§ **Supplied text**:
--- START ---

Rep. Tom Malinowski, D-N.J., discusses the deeper roots of populism; the threat that nativism, protectionism, and isolationism present democracies; and why America’s policy towards China should be a contest of ideas about how the world should operate.
Tom Malinowski served as U.S. assistant secretary of state for democracy, human rights, and labor from April 2014 – January 2017. Before that role, he worked for Human Rights Watch and started his career working for the late Senator Daniel Patrick Moynihan. Long before then, he immigrated as a young child with his family to the United States from communist Poland.
Now a Democratic congressman from New Jersey, the Berkeley graduate spoke with Lindsay Lloyd, the Bradford M. Freeman Director of the Bush Institute’s Human Freedom Initiative, Chris Walsh, senior program manager of the Bush Institute’s Human Freedom Initiative, and William McKenzie, senior editorial advisor at the Bush Institute, about the deeper roots of populism; the threat that nativism, protectionism, and isolationism present democracies; and why America’s policy towards China should be a contest of ideas about how the world should operate.
Below is an excerpt from his video interview.
How might Americans best respond to this crisis that has arisen after George Floyd’s senseless killing. What do we want other democracies learning from our response?
The best argument for American democracy has never been that we are a perfect and just society. It is that we have mechanisms to correct our imperfections, to address injustices. The best lesson that I hope the rest of the world takes from this is that, despite all of our current frailties, American democracy can still do that.
We can do that through a combination of peaceful public protest, mobilizing of civil society, free elections that enable us to put pressure on elected politicians, and a free press that exposes these problems by showing video footage of police brutality that offends the vast majority of Americans. All of these things together combine to offer a solution to the problem. I would argue that it is already happening in an interesting way.

--- END ---

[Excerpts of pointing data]
--- START ---

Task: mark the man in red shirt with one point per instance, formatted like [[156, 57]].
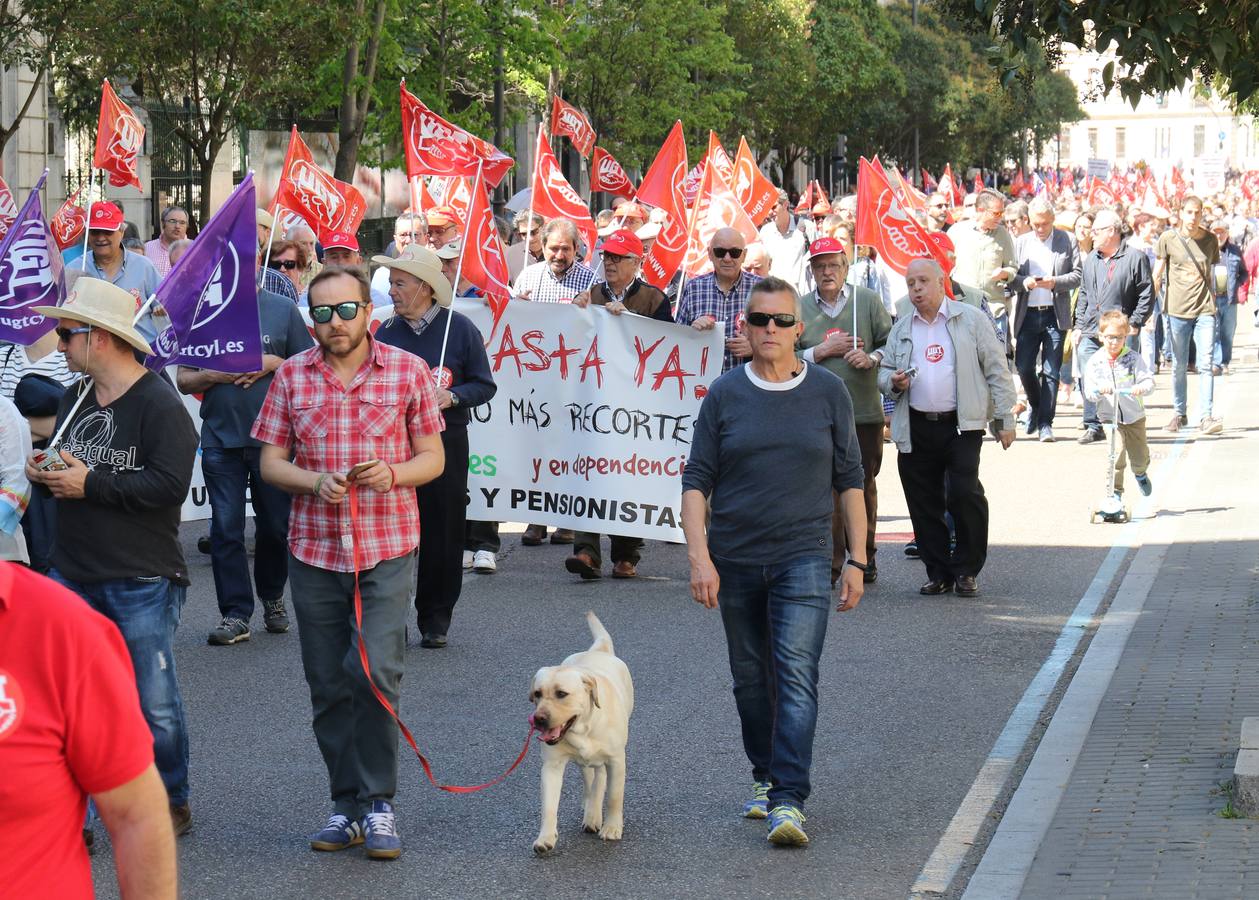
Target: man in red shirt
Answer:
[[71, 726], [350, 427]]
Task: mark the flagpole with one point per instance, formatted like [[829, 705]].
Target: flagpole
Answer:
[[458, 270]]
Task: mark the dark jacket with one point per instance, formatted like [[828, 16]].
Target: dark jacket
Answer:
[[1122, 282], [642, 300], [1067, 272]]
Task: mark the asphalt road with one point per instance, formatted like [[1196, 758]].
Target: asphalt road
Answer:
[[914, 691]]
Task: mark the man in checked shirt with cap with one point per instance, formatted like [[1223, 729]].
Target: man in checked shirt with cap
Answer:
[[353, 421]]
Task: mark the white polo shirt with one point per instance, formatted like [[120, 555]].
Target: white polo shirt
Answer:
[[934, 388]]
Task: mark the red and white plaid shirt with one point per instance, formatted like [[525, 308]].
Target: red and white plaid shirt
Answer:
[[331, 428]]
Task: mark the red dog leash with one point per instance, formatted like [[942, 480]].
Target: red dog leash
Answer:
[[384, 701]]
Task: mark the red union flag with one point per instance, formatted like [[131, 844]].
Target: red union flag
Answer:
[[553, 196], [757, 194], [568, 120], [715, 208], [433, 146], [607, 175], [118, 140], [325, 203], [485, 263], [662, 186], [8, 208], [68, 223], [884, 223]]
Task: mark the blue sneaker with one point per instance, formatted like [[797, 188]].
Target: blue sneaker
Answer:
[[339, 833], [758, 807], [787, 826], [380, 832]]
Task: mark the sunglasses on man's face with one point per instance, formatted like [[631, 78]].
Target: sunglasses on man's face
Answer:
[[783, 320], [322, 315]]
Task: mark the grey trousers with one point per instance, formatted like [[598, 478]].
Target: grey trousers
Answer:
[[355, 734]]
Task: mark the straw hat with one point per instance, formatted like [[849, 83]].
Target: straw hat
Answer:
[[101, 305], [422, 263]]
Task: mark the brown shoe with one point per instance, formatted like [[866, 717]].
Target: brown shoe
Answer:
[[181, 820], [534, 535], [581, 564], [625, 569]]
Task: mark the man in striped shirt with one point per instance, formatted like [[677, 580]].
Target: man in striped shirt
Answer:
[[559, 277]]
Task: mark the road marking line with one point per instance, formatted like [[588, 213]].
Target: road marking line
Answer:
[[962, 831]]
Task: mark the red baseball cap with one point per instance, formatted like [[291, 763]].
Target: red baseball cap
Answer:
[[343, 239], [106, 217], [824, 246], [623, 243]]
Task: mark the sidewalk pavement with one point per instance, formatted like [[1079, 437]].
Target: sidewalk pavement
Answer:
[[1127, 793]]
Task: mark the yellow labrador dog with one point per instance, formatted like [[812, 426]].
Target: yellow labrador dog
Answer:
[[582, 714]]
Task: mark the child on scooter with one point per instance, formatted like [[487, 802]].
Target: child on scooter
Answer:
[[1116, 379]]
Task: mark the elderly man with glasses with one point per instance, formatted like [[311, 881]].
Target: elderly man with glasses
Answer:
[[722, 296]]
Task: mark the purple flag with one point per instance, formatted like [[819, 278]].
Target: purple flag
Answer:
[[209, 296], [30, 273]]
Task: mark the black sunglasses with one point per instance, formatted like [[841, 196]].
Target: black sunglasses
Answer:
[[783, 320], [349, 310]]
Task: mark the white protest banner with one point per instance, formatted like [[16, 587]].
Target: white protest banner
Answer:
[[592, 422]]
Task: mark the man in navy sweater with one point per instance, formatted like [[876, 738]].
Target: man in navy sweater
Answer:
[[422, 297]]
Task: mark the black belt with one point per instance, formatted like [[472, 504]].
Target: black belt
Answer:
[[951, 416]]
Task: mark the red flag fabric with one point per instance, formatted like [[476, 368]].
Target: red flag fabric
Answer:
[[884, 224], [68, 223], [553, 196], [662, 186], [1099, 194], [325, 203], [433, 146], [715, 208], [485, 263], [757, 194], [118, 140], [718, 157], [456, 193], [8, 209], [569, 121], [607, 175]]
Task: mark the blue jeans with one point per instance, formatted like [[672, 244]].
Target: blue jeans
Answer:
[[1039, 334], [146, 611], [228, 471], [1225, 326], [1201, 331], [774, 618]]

--- END ---
--- START ---

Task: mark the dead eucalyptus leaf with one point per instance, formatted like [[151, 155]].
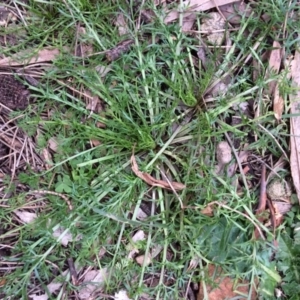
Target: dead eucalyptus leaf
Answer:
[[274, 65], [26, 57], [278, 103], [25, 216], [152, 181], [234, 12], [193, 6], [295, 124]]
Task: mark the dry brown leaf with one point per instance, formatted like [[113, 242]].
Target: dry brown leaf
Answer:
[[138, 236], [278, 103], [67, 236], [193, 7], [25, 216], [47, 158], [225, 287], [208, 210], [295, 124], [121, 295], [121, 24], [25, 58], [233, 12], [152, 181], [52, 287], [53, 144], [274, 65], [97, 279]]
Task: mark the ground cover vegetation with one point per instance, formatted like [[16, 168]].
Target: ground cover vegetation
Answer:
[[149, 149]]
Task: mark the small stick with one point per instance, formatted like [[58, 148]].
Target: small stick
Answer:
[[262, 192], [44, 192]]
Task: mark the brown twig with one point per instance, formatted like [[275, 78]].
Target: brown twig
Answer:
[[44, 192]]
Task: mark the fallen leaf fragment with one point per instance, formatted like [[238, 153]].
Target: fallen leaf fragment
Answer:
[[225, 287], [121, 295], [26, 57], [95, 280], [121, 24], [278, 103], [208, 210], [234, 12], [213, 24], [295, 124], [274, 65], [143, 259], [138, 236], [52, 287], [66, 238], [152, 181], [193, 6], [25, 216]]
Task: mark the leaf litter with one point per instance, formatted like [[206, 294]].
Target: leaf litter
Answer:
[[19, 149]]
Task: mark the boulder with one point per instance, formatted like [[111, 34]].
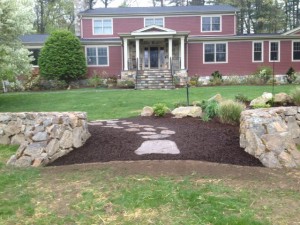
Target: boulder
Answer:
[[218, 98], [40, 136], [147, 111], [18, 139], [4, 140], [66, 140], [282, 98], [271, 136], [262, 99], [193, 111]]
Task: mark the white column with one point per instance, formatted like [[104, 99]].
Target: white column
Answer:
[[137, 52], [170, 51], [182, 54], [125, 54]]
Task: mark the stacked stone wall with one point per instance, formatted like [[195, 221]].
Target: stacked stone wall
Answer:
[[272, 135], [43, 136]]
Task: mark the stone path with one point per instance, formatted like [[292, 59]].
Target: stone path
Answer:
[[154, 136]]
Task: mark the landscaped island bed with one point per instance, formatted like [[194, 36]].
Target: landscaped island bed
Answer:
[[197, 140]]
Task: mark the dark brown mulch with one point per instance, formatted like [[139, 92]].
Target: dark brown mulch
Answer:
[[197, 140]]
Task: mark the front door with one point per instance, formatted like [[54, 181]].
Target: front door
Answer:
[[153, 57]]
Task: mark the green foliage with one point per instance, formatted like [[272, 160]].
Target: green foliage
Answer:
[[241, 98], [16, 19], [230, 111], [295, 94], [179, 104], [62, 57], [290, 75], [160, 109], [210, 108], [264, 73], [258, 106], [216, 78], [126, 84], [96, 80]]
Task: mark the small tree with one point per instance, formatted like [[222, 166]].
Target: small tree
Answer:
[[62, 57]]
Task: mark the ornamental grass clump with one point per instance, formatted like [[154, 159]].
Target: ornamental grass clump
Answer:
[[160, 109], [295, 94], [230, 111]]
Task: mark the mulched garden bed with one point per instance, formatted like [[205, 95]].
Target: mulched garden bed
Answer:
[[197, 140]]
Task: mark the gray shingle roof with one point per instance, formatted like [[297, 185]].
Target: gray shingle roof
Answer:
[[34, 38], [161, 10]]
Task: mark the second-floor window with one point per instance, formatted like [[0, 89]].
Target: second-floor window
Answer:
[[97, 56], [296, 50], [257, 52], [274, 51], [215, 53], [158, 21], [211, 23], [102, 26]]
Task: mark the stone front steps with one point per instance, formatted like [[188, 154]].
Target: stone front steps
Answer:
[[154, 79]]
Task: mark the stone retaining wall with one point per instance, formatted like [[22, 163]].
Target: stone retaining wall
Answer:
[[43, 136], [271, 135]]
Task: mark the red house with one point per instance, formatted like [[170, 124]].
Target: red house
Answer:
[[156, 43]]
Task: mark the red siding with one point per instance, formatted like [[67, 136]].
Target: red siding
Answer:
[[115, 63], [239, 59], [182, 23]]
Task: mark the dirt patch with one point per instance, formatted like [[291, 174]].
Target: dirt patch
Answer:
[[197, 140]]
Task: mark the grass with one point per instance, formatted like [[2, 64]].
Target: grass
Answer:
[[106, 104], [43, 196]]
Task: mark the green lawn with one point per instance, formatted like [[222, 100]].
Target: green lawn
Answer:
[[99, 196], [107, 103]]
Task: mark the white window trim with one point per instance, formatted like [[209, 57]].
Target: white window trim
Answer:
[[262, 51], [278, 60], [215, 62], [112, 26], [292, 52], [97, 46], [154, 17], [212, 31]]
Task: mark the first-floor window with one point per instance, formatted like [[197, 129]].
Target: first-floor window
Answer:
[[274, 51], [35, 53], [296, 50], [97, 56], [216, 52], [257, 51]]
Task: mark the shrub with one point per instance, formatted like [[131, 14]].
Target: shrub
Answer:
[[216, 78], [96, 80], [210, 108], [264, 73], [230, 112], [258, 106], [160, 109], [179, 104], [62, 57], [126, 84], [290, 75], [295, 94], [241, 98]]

--- END ---

§ **Task instructions**:
Extract from the interview text the passage that begins at the words "Now a Democratic" and stops after "his video interview.", copying it verbatim. These entries were drawn from a separate source.

§ **Result for this exercise**:
Now a Democratic congressman from New Jersey, the Berkeley graduate spoke with Lindsay Lloyd, the Bradford M. Freeman Director of the Bush Institute’s Human Freedom Initiative, Chris Walsh, senior program manager of the Bush Institute’s Human Freedom Initiative, and William McKenzie, senior editorial advisor at the Bush Institute, about the deeper roots of populism; the threat that nativism, protectionism, and isolationism present democracies; and why America’s policy towards China should be a contest of ideas about how the world should operate.
Below is an excerpt from his video interview.